» **Your objective**
Both the line containing "x=167, y=41" and the line containing "x=466, y=255" belong to the span. Output exactly that span from the listing below, and nothing outside it.

» **Dataset records**
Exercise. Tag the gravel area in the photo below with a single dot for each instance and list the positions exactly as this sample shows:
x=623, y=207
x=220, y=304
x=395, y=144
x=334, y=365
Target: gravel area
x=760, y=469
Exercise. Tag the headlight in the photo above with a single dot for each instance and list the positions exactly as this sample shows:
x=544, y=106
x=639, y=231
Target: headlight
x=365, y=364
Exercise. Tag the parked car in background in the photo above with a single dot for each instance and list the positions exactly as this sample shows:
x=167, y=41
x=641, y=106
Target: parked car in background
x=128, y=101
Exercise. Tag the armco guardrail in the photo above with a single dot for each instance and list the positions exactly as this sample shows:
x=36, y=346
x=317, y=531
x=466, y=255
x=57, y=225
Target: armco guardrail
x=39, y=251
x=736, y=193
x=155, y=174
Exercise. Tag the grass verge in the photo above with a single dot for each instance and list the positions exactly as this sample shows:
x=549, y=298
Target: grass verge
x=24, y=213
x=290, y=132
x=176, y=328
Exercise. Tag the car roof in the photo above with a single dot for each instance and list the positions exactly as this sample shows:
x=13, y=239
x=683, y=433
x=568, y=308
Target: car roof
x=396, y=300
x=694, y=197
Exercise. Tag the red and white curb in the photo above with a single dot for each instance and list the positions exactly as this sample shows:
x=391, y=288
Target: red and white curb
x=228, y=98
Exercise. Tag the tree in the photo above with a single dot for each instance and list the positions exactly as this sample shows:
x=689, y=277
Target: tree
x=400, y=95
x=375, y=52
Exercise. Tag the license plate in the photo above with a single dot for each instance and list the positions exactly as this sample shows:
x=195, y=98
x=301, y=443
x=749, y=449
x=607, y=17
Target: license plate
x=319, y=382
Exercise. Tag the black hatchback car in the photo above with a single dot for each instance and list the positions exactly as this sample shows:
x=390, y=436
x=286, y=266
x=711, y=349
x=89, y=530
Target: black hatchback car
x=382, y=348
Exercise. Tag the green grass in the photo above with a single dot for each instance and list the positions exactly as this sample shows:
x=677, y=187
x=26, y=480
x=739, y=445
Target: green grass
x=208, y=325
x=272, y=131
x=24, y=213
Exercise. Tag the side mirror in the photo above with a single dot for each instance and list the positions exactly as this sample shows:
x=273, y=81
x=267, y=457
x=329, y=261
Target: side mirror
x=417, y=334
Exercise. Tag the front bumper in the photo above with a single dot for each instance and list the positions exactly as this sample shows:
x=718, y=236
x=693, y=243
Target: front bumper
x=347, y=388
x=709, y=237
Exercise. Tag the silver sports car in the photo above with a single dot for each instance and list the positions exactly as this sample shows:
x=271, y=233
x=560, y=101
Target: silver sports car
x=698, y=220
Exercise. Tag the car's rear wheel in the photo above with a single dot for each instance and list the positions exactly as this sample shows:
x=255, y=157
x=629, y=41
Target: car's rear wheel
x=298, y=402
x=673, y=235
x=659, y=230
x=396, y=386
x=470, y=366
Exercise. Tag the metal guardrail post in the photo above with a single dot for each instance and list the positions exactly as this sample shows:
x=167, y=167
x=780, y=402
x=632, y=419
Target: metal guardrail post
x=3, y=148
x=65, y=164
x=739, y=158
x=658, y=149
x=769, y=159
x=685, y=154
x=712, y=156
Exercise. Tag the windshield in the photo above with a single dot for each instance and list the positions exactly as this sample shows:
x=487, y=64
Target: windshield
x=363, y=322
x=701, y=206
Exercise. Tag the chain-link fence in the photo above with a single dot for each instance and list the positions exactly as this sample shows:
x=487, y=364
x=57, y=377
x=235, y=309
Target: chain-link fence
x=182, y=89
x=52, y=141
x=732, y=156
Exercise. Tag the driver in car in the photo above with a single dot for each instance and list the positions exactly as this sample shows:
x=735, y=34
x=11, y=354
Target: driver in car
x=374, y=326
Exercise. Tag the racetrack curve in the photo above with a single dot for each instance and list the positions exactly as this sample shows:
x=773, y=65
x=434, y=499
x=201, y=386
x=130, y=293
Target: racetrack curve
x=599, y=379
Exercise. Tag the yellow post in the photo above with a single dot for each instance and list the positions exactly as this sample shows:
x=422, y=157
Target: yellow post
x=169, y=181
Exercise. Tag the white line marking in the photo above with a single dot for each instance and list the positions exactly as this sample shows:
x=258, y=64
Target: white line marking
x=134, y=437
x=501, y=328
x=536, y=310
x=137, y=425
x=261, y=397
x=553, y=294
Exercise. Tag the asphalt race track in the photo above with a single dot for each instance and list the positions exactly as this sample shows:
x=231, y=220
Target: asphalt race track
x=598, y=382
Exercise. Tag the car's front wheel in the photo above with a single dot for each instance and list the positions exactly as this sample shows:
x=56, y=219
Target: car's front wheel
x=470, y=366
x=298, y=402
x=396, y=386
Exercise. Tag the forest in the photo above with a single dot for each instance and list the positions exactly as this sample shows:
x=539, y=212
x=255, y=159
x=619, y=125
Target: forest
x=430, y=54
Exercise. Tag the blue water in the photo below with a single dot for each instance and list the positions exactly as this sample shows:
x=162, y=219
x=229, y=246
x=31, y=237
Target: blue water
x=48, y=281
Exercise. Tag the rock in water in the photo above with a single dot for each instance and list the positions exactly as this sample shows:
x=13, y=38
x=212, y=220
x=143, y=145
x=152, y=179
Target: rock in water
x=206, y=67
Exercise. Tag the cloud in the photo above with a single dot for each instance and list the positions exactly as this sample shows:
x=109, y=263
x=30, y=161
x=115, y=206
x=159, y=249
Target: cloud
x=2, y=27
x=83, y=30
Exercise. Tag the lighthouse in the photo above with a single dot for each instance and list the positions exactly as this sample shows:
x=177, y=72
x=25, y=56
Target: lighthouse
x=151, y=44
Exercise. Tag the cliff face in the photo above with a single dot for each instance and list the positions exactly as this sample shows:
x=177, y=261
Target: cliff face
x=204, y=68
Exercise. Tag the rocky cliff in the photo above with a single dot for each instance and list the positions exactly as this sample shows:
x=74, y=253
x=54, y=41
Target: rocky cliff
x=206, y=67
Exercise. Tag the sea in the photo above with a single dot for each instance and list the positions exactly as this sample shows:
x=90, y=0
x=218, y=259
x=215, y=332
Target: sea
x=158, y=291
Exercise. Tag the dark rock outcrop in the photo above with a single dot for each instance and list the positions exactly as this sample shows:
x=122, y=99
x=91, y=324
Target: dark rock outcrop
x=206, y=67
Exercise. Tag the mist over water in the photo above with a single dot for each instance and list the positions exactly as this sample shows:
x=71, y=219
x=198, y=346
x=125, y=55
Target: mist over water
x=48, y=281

» **Solution to the exercise**
x=167, y=41
x=641, y=106
Target: parked car in background
x=128, y=101
Exercise. Tag the armco guardrail in the photo above with a single dot for each instance and list the positions exactly as this sample shows:
x=36, y=346
x=317, y=531
x=466, y=255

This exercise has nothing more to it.